- **DATA SUPPLIED**:
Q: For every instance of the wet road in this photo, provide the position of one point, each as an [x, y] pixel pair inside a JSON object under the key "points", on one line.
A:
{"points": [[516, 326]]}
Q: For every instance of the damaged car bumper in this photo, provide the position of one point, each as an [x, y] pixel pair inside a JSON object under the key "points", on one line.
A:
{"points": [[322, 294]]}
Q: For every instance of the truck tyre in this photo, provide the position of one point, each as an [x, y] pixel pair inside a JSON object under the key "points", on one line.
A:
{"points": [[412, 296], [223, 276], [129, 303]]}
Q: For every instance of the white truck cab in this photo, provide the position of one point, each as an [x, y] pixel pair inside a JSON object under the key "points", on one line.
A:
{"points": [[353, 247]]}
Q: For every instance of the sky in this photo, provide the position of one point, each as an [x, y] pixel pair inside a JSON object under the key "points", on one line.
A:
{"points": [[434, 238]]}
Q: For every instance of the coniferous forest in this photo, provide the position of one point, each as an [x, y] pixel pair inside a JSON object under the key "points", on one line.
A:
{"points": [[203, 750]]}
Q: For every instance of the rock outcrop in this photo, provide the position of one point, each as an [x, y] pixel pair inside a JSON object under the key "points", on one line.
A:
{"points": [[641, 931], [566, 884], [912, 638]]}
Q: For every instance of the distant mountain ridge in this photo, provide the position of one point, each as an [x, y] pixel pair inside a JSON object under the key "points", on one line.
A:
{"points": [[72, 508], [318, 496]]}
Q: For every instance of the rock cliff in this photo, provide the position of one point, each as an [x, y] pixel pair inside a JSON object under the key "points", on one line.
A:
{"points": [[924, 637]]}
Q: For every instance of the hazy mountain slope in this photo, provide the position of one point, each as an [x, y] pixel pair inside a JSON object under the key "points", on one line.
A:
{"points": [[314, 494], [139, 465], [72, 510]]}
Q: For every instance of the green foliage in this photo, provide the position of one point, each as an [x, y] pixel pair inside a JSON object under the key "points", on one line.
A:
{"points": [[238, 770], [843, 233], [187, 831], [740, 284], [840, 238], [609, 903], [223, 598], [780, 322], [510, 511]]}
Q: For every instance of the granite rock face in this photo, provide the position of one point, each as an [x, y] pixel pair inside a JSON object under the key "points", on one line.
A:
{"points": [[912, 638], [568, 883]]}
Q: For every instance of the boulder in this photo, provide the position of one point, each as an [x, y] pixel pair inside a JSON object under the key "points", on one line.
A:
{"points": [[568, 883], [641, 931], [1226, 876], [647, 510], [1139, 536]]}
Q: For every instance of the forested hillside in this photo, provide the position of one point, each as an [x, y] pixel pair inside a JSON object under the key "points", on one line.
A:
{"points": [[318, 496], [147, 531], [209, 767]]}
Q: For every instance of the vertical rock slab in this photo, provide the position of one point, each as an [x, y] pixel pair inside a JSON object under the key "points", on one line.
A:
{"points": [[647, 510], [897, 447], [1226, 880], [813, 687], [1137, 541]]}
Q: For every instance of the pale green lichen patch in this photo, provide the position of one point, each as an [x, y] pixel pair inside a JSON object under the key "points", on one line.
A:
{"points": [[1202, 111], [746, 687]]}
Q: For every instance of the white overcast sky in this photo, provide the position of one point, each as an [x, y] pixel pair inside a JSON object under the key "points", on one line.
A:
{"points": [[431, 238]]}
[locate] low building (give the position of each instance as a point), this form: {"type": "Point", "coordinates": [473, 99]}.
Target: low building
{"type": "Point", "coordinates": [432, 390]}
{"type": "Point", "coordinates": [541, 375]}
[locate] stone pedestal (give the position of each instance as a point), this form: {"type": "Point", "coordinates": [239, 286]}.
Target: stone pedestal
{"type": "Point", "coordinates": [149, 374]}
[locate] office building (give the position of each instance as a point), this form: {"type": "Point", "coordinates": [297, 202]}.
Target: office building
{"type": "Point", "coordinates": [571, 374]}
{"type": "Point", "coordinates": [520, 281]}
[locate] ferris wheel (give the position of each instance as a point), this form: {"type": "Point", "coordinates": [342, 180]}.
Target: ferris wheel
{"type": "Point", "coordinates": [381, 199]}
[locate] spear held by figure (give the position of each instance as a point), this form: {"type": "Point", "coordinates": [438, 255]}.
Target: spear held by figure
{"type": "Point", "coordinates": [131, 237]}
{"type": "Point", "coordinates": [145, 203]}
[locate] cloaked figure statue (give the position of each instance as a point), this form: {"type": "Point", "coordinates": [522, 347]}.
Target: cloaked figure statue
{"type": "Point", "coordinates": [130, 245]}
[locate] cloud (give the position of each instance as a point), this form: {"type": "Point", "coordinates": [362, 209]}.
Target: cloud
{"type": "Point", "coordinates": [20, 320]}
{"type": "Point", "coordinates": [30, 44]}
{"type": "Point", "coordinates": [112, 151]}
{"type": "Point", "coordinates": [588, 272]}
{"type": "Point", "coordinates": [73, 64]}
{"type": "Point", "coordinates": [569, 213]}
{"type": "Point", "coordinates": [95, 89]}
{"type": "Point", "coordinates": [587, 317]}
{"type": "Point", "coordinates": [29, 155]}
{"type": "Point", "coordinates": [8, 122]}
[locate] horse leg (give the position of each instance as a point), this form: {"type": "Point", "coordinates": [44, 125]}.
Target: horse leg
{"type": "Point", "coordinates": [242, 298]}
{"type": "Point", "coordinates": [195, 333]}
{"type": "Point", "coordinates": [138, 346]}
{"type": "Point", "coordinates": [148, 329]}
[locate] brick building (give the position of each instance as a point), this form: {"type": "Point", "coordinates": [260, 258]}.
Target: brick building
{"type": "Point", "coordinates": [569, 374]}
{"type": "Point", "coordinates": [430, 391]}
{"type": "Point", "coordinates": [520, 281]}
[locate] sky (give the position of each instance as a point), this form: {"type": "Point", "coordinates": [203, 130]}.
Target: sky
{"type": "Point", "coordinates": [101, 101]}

- **TASK**: Extract, verbatim, the lines from the one containing "[locate] brick building" through the last line of the listing above.

- **EXPECTED OUTPUT**:
[locate] brick building (give the position of each instance as a point), this form: {"type": "Point", "coordinates": [260, 258]}.
Target: brick building
{"type": "Point", "coordinates": [569, 374]}
{"type": "Point", "coordinates": [430, 391]}
{"type": "Point", "coordinates": [520, 281]}
[locate] sky (give the position of each instance as a point), this form: {"type": "Point", "coordinates": [203, 130]}.
Target: sky
{"type": "Point", "coordinates": [101, 101]}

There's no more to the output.